- _SELECTED EXTRACT_
An opposite correlation between effect size and percentage of women emerged between the two meta-analyses. This correlation is negative in the between group analysis, while it's positive in the within group one. This result is hard to explain. Maybe it is related to an heterogeneous percentage of women in the different groups of subjects. For example, in the samples with psychological or psychosomatic problems there is a significantly greater presence of women. So, this result may depend mostly on samples composition, and must be taken with caution. Further research is needed.

Patients with medical problems presented the lower effect size, both in within group and between group analyses, with medium-low efficacy. However, for this patients, the objective of relaxation is not the reduction of anxiety. More often relaxation techniques are used to reduce perceived pain or somatic symptoms (i.e. nausea, hypertension).

There is a negative correlation also between the efficacy of relaxation training and the mean age in both meta-analyses. Older people have less benefits than younger. Older people may have also more difficult in the practice of physical exercises (i.e. in the Jacobson's progressive relaxation training) or, maybe, a lesser understanding of instructions.

The context of application doesn't moderate the reduction of anxiety, in contrast to what found by Carlson and Hoyle,[28] who indicate individual treatment as more effective (but their analysis was about the effects of progressive relaxation on various pathology).

- _DIRECTIONS_
1. Condense the paragraph of the relaxation training discussion that begins "There is a negative correlation also" into a short list that keeps its main facts.
2. Continue the relaxation training discussion with a further paragraph that follows on from its last sentence.

[Stored data entries]

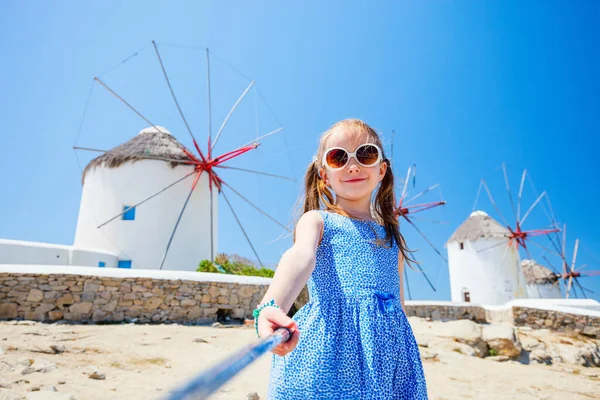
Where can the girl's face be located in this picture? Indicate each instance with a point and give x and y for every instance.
(354, 181)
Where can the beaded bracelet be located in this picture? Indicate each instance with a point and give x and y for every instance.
(259, 308)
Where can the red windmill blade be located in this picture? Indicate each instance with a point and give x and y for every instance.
(201, 163)
(406, 211)
(517, 236)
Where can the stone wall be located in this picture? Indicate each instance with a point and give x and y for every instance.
(557, 321)
(73, 297)
(449, 312)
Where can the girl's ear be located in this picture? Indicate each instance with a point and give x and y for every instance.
(383, 166)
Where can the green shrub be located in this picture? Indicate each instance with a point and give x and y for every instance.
(234, 265)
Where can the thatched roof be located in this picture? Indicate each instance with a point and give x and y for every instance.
(536, 274)
(479, 225)
(149, 143)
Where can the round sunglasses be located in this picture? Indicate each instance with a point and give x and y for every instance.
(366, 155)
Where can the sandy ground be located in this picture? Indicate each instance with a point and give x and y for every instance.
(146, 361)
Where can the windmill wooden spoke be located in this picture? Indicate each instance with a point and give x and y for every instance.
(427, 240)
(545, 248)
(422, 193)
(229, 115)
(403, 211)
(127, 104)
(147, 198)
(256, 207)
(262, 137)
(521, 194)
(256, 172)
(405, 187)
(532, 207)
(493, 202)
(512, 203)
(174, 160)
(162, 66)
(242, 228)
(407, 284)
(162, 263)
(493, 246)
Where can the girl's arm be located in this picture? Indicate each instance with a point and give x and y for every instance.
(401, 273)
(292, 273)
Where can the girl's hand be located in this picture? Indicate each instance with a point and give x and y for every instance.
(269, 320)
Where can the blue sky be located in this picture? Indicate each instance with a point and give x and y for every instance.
(465, 85)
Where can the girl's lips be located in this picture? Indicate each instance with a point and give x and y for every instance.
(355, 180)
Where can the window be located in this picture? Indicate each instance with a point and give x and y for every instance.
(128, 213)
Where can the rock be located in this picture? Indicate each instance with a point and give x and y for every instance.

- _ANSWERS PROVIDED_
1.
- In both meta-analyses, the efficacy of relaxation training is negatively correlated with mean age.
- Older people benefit less than younger people.
- Older people may find the physical exercises harder, as in Jacobson's progressive relaxation training.
- Older people may also understand the instructions less well.

2.
The efficacy of the treatment increases with the duration of the protocol, in both meta-analyses. Repetitive training over a long period product significantly higher modification. Maybe there is an expected correlation between the amount of time spent in practicing exercises and their efficacy. In fact, effect size increases significantly with the request of practicing the exercises at home, consistent with past findings.[47]

Finally, concerning the anxiety questionnaires, studies that used the Trait scale of the STAI show a lower within group effect size compared to those that used the State scale. This result is coherent with the different theoretical constructs measured by the STAI: changing a trait is harder than changing a state. In the between group meta-analysis, there was only one study that used the Trait scale, so no generalization can be done.

The State scale of the STAI is the most used instrument in the present sample of papers and the effect sizes are similar between the two meta-analysis.

The anxiety scale of HADS showed a low between groups effect size and a medium within group effect size. The interpretation of this data is quite complex, because, against the less discriminant result in the intergroup analysis, international literature demonstrated good psychometric properties of the instrument.[48] A possible explanation deal with the main target of the scale, that assessed usually hospital patients, with a severe physical problem (i.e. cancer).

The higher effect sizes come from the studies that used the BAI, but these are too few in order to make a generalization (one in the between analysis, two in the within one).